PROBLEM TO WORK ON -
Convert every line of the listing below into a Markdown table, leaving out blank lines. Use the columns "Row" for the line's number and "Line" for its text.

════

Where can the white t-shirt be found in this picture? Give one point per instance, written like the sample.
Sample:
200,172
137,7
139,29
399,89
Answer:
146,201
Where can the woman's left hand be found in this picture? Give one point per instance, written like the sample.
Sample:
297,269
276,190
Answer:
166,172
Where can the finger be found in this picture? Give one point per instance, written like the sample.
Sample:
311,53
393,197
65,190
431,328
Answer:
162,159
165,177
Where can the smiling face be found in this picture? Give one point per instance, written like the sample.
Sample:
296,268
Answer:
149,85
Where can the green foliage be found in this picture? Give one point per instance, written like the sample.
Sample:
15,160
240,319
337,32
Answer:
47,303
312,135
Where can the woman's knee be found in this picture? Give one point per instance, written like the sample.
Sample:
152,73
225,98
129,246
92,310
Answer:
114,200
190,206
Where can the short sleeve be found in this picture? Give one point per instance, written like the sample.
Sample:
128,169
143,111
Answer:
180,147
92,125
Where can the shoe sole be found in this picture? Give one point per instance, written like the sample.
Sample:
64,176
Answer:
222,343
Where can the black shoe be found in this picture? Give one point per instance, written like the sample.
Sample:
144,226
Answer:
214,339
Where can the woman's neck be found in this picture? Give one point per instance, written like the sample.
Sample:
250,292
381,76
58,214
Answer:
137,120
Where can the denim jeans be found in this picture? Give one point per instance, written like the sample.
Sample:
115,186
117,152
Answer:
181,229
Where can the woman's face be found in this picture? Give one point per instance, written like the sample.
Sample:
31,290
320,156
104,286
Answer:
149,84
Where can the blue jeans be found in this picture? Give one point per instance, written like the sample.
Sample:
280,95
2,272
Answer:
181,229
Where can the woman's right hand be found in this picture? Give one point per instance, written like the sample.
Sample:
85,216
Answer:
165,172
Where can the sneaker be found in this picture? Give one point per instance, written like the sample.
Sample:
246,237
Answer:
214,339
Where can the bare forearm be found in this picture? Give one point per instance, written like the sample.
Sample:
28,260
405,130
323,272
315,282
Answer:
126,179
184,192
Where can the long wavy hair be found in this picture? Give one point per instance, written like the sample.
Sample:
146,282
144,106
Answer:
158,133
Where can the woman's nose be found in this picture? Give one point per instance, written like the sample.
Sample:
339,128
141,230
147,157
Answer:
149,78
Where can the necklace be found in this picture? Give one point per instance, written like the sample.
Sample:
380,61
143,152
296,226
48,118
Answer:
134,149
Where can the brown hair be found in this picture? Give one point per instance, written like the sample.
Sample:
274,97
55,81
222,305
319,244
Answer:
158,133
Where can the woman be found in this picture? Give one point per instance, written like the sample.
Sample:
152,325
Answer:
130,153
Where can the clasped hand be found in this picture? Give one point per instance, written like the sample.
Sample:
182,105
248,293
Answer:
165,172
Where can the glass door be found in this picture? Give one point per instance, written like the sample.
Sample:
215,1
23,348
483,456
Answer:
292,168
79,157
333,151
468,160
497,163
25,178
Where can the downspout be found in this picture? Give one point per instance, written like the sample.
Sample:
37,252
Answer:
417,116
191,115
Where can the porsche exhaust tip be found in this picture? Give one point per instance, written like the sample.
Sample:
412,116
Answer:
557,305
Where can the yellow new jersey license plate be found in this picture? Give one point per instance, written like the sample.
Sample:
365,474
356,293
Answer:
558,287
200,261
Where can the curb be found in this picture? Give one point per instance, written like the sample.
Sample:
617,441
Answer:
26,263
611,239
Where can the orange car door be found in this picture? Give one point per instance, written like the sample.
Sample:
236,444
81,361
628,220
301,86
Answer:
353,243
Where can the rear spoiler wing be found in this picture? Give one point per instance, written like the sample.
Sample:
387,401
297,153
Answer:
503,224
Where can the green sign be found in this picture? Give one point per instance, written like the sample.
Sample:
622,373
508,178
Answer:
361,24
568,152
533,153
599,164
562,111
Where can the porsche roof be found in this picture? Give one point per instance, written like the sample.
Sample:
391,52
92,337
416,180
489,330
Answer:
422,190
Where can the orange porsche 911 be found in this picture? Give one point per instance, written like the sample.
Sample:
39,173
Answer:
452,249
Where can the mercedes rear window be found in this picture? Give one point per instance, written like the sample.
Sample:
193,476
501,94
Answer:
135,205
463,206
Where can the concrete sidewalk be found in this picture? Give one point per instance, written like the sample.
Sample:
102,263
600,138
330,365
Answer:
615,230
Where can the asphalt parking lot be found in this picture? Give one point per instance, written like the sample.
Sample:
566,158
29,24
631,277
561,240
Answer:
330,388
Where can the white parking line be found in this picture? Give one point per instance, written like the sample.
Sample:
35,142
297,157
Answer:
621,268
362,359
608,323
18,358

════

EXERCISE ANSWER -
| Row | Line |
|---|---|
| 1 | Where can the white t-shirt be found in this picture? Give one point per instance, written like the sample. |
| 2 | Sample: |
| 3 | 200,172 |
| 4 | 137,7 |
| 5 | 139,29 |
| 6 | 399,89 |
| 7 | Answer: |
| 8 | 146,201 |
| 9 | Where can the woman's left hand be found in this picture? Give one point per instance, written like the sample. |
| 10 | Sample: |
| 11 | 297,269 |
| 12 | 276,190 |
| 13 | Answer: |
| 14 | 166,172 |
| 15 | Where can the finger be found in this picture? Give one point per instance, written like the sample. |
| 16 | Sample: |
| 17 | 311,53 |
| 18 | 393,197 |
| 19 | 65,190 |
| 20 | 431,328 |
| 21 | Answer: |
| 22 | 162,159 |
| 23 | 165,177 |
| 24 | Where can the smiling face be found in this picture? Give one point per instance, written like the sample. |
| 25 | Sample: |
| 26 | 296,268 |
| 27 | Answer: |
| 28 | 149,85 |
| 29 | Where can the green foliage be found in this picture? Give one point per instance, written like the sample. |
| 30 | Sample: |
| 31 | 15,160 |
| 32 | 240,319 |
| 33 | 337,32 |
| 34 | Answer: |
| 35 | 47,303 |
| 36 | 312,135 |
| 37 | Where can the woman's knee be found in this picture? Give one point per instance, written like the sample. |
| 38 | Sample: |
| 39 | 152,73 |
| 40 | 225,98 |
| 41 | 129,246 |
| 42 | 92,310 |
| 43 | Answer: |
| 44 | 114,200 |
| 45 | 190,206 |
| 46 | Where can the short sleeve be found in this picture? Give one point per instance, written like the sample. |
| 47 | Sample: |
| 48 | 128,169 |
| 49 | 143,111 |
| 50 | Answer: |
| 51 | 180,147 |
| 52 | 92,125 |
| 53 | Where can the shoe sole be found in this picture? Give one point per instance, written like the sample. |
| 54 | Sample: |
| 55 | 64,176 |
| 56 | Answer: |
| 57 | 222,343 |
| 58 | Where can the black shoe be found in this picture? Give one point per instance, written like the sample. |
| 59 | Sample: |
| 60 | 144,226 |
| 61 | Answer: |
| 62 | 214,339 |
| 63 | Where can the woman's neck be found in this picture? Give one point per instance, written like the sample. |
| 64 | Sample: |
| 65 | 250,292 |
| 66 | 381,76 |
| 67 | 58,214 |
| 68 | Answer: |
| 69 | 137,120 |
| 70 | Where can the denim jeans be found in this picture? Give one point per instance, written like the sample. |
| 71 | Sample: |
| 72 | 115,186 |
| 73 | 117,152 |
| 74 | Answer: |
| 75 | 181,229 |
| 76 | Where can the woman's face be found in this picture? Give one point per instance, written like the sample. |
| 77 | Sample: |
| 78 | 31,290 |
| 79 | 320,156 |
| 80 | 104,286 |
| 81 | Answer: |
| 82 | 149,84 |
| 83 | Where can the blue jeans be found in this picture? Give one point per instance, written like the sample. |
| 84 | Sample: |
| 85 | 280,95 |
| 86 | 2,272 |
| 87 | Answer: |
| 88 | 181,229 |
| 89 | Where can the woman's right hand be found in this picture? Give one point per instance, written like the sample. |
| 90 | Sample: |
| 91 | 85,216 |
| 92 | Answer: |
| 93 | 165,172 |
| 94 | Where can the sneaker be found in this picture? Give one point per instance, written like the sample. |
| 95 | Sample: |
| 96 | 246,237 |
| 97 | Answer: |
| 98 | 214,339 |
| 99 | Where can the bare forearm be found in this picture? Give one point per instance, written like the sample. |
| 100 | Sample: |
| 101 | 28,260 |
| 102 | 405,130 |
| 103 | 323,272 |
| 104 | 315,282 |
| 105 | Answer: |
| 106 | 126,179 |
| 107 | 184,192 |
| 108 | Where can the long wavy hair be found in this picture? Give one point per instance, written like the sample. |
| 109 | Sample: |
| 110 | 146,282 |
| 111 | 144,106 |
| 112 | Answer: |
| 113 | 158,133 |
| 114 | Where can the woman's nose be found in this picture? Give one point per instance, written like the sample. |
| 115 | Sample: |
| 116 | 339,128 |
| 117 | 141,230 |
| 118 | 147,157 |
| 119 | Answer: |
| 120 | 149,78 |
| 121 | Where can the necklace be found in this picture? Give one point per instance, written like the sample. |
| 122 | Sample: |
| 123 | 380,61 |
| 124 | 143,152 |
| 125 | 296,226 |
| 126 | 48,118 |
| 127 | Answer: |
| 128 | 134,149 |
| 129 | Where can the brown hair be found in this picture? Give one point per instance, written like the sample. |
| 130 | Sample: |
| 131 | 274,97 |
| 132 | 55,81 |
| 133 | 222,305 |
| 134 | 319,244 |
| 135 | Answer: |
| 136 | 158,133 |
| 137 | Where can the woman be found in this picture? Give one point per instance, written like the sample. |
| 138 | Sample: |
| 139 | 152,325 |
| 140 | Answer: |
| 141 | 130,153 |
| 142 | Where can the clasped hand be found in this picture? Give one point per instance, written like the sample. |
| 143 | Sample: |
| 144 | 182,105 |
| 145 | 248,293 |
| 146 | Answer: |
| 147 | 165,172 |
| 148 | Where can the glass door be found in this picture? Give one point per instance, written like the sample. |
| 149 | Sample: |
| 150 | 215,1 |
| 151 | 23,348 |
| 152 | 483,456 |
| 153 | Answer: |
| 154 | 292,168 |
| 155 | 79,157 |
| 156 | 333,151 |
| 157 | 468,160 |
| 158 | 497,163 |
| 159 | 25,178 |
| 160 | Where can the downspout be found in this picture? Give one point per instance, written like the sample. |
| 161 | Sample: |
| 162 | 37,252 |
| 163 | Answer: |
| 164 | 417,116 |
| 165 | 191,115 |
| 166 | Where can the porsche exhaust tip be found in this picture? Give one point per instance, written like the sample. |
| 167 | Sample: |
| 168 | 412,116 |
| 169 | Answer: |
| 170 | 557,305 |
| 171 | Where can the yellow new jersey license plate be found in this picture? Give one point per instance, written like the sample. |
| 172 | Sample: |
| 173 | 365,474 |
| 174 | 356,293 |
| 175 | Answer: |
| 176 | 558,287 |
| 177 | 200,261 |
| 178 | Where can the curb be found in this picture? Give one point per instance, written like the sample. |
| 179 | Sample: |
| 180 | 617,441 |
| 181 | Answer: |
| 182 | 26,263 |
| 183 | 611,239 |
| 184 | Where can the orange car door be found in this picture? Give one point per instance, written like the sample. |
| 185 | Sample: |
| 186 | 236,444 |
| 187 | 81,361 |
| 188 | 628,220 |
| 189 | 301,86 |
| 190 | Answer: |
| 191 | 353,243 |
| 192 | Where can the rear spoiler wing be found in this picture? Give one point per instance, written like the sample. |
| 193 | Sample: |
| 194 | 387,401 |
| 195 | 297,153 |
| 196 | Answer: |
| 197 | 503,224 |
| 198 | Where can the green sign be found in this picture? Give one point per instance, written like the sample. |
| 199 | Sample: |
| 200 | 622,373 |
| 201 | 508,178 |
| 202 | Answer: |
| 203 | 361,24 |
| 204 | 568,152 |
| 205 | 533,153 |
| 206 | 599,164 |
| 207 | 562,111 |
| 208 | Where can the porsche roof be found in this picture? Give one point per instance, written like the sample. |
| 209 | Sample: |
| 210 | 391,52 |
| 211 | 92,337 |
| 212 | 416,180 |
| 213 | 489,330 |
| 214 | Answer: |
| 215 | 422,190 |
| 216 | Where can the orange porsche 911 be found in this picture? Give one point per instance, written like the sample. |
| 217 | Sample: |
| 218 | 39,173 |
| 219 | Answer: |
| 220 | 452,249 |
| 221 | Where can the mercedes rear window be found in this picture? Give one point per instance, written like the sample. |
| 222 | Sample: |
| 223 | 193,476 |
| 224 | 501,94 |
| 225 | Answer: |
| 226 | 135,205 |
| 227 | 463,206 |
| 228 | Where can the concrete sidewalk be found in this picture? Give one point per instance, written like the sample. |
| 229 | Sample: |
| 230 | 102,263 |
| 231 | 600,138 |
| 232 | 330,365 |
| 233 | Answer: |
| 234 | 615,230 |
| 235 | Where can the asphalt parking lot be found in this picture? Give one point per instance, written like the sample. |
| 236 | Sample: |
| 237 | 566,158 |
| 238 | 29,24 |
| 239 | 631,277 |
| 240 | 561,240 |
| 241 | Answer: |
| 242 | 330,388 |
| 243 | Where can the white parking line be found in this picture? Give one point per instance, written like the sample. |
| 244 | Sample: |
| 245 | 35,142 |
| 246 | 297,157 |
| 247 | Answer: |
| 248 | 621,268 |
| 249 | 362,359 |
| 250 | 608,323 |
| 251 | 18,358 |